ささやかな幸せ

SUPER EIGHT、本、美術鑑賞、俳句、お茶が好き!
毎日小さな幸せを見つけて暮らしたい。

當る子歳吉例顔見世興行 昼の部 ネタばれあり

2019-12-15 20:33:17 | 歌舞伎
 顔見世に行ってきました。


當る子歳吉例顔見世興行 昼の部 南座
<輝虎配膳>
 武田家の軍師山本勘助を味方につけるために、勘助の母越路を自らもてなす長尾輝虎(後の上杉謙信)だが、越路はそれを見通して敢えて無礼な振る舞いをし、息子に義を貫かせるようにする。
 越路役の秀太郎さんが、やはり上手い。品があり、気骨ある姿にグッときた。

<戻駕色相肩>
 次郎作と与四郎が禿たよりを駕籠にかついでくる。三人の舞踊劇。劇中で梅玉さんの養子となった莟玉さんのご挨拶あり。
 莟玉さんが、かわいい。禿の硬い、瑞々しい感じが出ていた。

<金閣寺>注意!ネタバレあり
 天下取りを狙う大膳は、将軍足利義輝を殺害し、将軍の母・慶寿院を金閣寺に幽閉する。上手の一間には、雪姫が幽閉され、夫を助けために大膳の意に従うか金閣寺の天井に秘伝の墨絵を描くかと迫られている。金閣寺で碁を打つ大膳と東吉。碁に負けた大膳は、怒って碁笥を井戸に投げ込み、手を濡らさずに碁笥を取るように東吉に言う。見事にやってのける東吉。その後、雪姫は、大膳の持つ刀から彼が父の仇と知り、斬りかかるが、反対に桜の木につながれる。夫と引き裂かれた雪姫は、別れを惜しみ、祖父雪舟が涙で描いたネズミが動き出したことから桜の花びらを集め、足でネズミの絵を描く。すると、ネズミが雪姫の縄を食い破り、雪姫は夫の後を追う。東吉は、金閣寺へ登り、慶寿院を助け出す。
──────
▸ **短い練習 a**
顔見世の観劇記によると、金閣寺の場面で雪姫はネズミの絵をどのようにして描きますか。
顔見世の観劇記と記録は、互いに関係のない別々の資料です。
──────
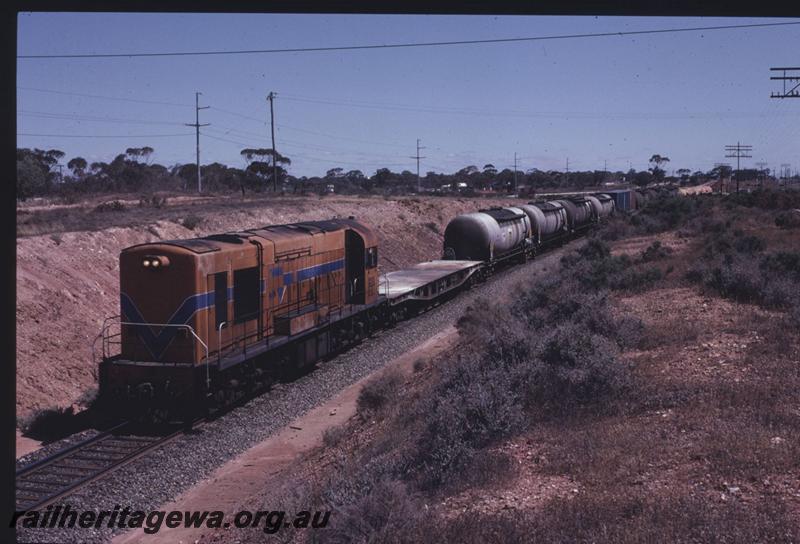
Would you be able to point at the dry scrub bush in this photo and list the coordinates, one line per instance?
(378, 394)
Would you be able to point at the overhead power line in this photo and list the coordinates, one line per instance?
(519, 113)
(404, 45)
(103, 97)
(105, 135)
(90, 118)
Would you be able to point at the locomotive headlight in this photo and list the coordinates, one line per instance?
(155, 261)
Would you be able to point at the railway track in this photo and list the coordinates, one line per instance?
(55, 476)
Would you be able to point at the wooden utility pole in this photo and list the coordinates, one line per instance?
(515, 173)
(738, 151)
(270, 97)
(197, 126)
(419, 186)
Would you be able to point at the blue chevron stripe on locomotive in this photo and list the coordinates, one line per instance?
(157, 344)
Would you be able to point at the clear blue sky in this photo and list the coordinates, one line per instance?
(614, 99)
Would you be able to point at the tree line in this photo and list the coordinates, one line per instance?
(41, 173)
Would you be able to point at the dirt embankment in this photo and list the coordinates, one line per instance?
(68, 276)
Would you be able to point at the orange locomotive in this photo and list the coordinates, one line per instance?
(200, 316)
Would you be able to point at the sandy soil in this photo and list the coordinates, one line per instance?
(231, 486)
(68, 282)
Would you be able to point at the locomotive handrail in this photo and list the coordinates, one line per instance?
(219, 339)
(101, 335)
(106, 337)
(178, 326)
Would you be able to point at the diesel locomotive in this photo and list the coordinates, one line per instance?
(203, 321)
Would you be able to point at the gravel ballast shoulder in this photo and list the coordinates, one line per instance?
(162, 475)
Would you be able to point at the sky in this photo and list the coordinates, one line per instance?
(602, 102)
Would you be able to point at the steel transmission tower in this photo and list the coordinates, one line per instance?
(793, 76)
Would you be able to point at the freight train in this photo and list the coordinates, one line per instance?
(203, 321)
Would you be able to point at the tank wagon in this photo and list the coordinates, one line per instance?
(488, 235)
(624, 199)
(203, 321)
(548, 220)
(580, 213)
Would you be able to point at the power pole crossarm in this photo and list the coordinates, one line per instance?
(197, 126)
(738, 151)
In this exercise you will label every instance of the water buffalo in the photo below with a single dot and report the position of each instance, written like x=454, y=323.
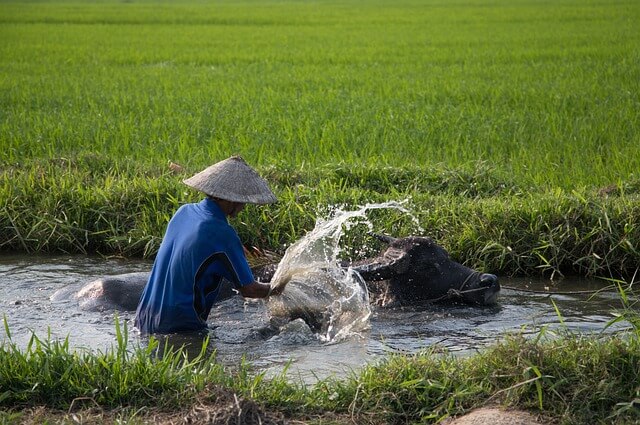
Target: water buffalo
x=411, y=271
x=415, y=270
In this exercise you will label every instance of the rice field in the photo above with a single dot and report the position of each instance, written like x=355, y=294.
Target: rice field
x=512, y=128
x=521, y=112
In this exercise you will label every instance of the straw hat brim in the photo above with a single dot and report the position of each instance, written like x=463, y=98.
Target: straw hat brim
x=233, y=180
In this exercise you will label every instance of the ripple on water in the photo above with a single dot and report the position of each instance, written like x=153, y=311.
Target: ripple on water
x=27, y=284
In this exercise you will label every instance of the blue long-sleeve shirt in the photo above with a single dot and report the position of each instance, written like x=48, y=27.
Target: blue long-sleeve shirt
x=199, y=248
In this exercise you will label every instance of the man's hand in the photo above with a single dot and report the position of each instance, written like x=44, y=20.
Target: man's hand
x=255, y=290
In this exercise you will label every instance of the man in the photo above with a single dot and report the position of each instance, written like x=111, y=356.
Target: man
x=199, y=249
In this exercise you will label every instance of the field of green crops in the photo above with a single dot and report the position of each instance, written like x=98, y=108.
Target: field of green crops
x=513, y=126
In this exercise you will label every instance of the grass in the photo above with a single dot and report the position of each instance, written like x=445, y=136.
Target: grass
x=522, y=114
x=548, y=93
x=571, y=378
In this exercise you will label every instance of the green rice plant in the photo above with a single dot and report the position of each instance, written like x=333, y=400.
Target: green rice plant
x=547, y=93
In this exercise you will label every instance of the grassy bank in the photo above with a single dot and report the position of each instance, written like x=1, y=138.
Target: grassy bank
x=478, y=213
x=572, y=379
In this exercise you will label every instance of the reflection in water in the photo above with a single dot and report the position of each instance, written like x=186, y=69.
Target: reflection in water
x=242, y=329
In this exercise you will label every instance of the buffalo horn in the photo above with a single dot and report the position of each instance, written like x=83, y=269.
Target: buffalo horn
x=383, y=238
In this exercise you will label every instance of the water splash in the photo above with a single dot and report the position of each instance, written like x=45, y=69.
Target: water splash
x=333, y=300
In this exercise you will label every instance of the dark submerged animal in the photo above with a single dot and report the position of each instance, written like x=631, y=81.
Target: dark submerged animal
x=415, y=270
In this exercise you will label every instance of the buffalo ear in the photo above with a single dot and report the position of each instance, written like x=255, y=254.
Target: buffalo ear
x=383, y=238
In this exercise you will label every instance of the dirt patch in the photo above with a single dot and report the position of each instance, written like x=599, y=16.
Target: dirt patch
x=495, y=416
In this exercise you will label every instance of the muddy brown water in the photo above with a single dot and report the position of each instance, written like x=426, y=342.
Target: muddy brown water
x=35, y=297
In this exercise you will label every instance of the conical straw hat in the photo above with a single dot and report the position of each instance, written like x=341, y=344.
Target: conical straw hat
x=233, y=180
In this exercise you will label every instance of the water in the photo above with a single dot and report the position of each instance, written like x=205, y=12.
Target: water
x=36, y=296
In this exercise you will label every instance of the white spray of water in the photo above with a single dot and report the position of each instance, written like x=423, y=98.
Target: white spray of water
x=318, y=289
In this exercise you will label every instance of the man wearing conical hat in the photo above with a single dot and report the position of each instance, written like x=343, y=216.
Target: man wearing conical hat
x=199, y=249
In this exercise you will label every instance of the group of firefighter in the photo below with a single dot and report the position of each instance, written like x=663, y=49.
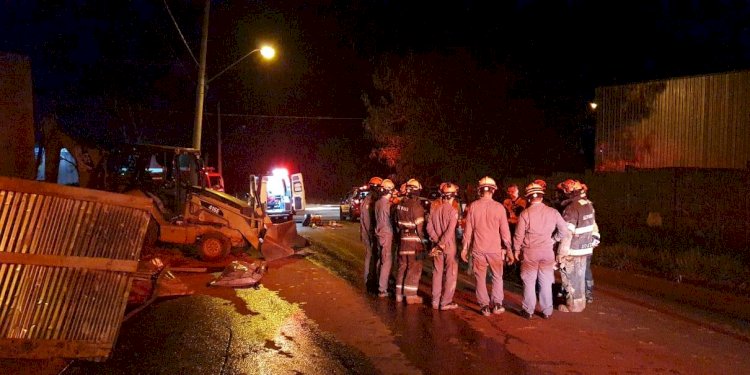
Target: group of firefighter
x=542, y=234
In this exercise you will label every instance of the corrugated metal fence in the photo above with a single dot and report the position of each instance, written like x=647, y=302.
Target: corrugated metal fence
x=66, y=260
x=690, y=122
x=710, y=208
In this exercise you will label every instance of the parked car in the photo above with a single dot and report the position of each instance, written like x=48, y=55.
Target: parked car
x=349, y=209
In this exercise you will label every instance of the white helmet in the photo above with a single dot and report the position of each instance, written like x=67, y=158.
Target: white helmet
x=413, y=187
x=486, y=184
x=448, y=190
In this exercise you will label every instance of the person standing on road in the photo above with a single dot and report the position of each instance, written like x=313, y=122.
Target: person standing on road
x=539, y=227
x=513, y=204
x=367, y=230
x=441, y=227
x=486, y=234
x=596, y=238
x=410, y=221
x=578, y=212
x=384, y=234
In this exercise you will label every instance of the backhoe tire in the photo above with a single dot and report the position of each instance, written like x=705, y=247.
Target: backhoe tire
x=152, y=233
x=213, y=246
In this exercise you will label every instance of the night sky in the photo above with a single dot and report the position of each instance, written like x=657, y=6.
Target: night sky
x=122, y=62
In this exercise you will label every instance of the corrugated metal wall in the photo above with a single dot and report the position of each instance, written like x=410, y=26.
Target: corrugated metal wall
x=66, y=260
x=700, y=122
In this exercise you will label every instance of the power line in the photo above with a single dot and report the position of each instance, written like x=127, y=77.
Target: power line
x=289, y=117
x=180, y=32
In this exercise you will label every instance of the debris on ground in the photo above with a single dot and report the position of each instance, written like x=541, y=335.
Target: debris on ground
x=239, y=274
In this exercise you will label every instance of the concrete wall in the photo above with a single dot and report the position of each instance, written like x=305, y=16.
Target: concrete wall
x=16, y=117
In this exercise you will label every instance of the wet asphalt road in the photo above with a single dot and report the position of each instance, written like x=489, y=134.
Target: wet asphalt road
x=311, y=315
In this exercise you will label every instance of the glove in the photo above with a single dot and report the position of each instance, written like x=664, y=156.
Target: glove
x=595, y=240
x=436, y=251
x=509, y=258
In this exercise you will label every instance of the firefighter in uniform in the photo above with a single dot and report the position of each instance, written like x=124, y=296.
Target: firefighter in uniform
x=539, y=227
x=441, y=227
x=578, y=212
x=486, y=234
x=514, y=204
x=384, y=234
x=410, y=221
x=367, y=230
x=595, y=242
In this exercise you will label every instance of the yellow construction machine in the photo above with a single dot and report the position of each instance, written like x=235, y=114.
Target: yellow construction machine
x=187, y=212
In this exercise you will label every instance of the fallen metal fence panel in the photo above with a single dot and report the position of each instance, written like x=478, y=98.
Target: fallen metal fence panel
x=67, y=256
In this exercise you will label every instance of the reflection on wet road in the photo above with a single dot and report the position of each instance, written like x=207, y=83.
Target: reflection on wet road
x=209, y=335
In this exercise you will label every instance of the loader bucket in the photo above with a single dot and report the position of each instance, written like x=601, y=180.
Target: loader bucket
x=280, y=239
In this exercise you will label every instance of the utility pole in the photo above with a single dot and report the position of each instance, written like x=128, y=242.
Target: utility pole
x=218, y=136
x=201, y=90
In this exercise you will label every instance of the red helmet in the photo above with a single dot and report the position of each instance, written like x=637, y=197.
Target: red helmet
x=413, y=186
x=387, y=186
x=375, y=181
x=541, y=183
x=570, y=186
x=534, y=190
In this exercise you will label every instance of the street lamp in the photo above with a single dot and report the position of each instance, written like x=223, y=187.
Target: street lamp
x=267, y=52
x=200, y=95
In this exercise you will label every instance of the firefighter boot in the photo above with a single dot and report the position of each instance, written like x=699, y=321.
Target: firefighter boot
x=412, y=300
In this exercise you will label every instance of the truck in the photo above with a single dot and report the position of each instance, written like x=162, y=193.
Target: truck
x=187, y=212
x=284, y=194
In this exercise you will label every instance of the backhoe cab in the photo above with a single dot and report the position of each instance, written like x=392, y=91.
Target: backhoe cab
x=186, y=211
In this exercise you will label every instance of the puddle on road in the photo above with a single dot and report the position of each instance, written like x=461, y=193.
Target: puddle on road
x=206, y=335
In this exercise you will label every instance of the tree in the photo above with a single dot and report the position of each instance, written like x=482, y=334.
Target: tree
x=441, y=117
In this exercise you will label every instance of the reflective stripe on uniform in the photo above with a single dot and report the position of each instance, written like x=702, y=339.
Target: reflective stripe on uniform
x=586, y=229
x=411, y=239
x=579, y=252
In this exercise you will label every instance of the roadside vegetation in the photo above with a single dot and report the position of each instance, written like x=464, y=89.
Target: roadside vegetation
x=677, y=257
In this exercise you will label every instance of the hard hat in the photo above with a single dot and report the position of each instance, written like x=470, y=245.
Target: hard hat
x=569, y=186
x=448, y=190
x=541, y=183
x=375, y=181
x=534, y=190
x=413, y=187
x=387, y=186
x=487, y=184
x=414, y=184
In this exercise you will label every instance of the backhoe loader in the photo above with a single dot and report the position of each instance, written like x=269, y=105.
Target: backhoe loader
──────
▸ **短い練習 b**
記録のうち、「In this exercise you will label every instance of the roadside」を含む行から「x=677, y=257」を含む行までを両端も含めて書き直してください。その際、「roadside vegetation」を「roadside shrubs」に置き換え、ほかは一切変えないでください。

▸ **最終結果 a**
桜の花びらを集め、足でネズミの絵を描きます。

▸ **最終結果 b**
In this exercise you will label every instance of the roadside shrubs in the photo above with a single dot and report the position of each instance, written like x=464, y=89.
Target: roadside shrubs
x=677, y=257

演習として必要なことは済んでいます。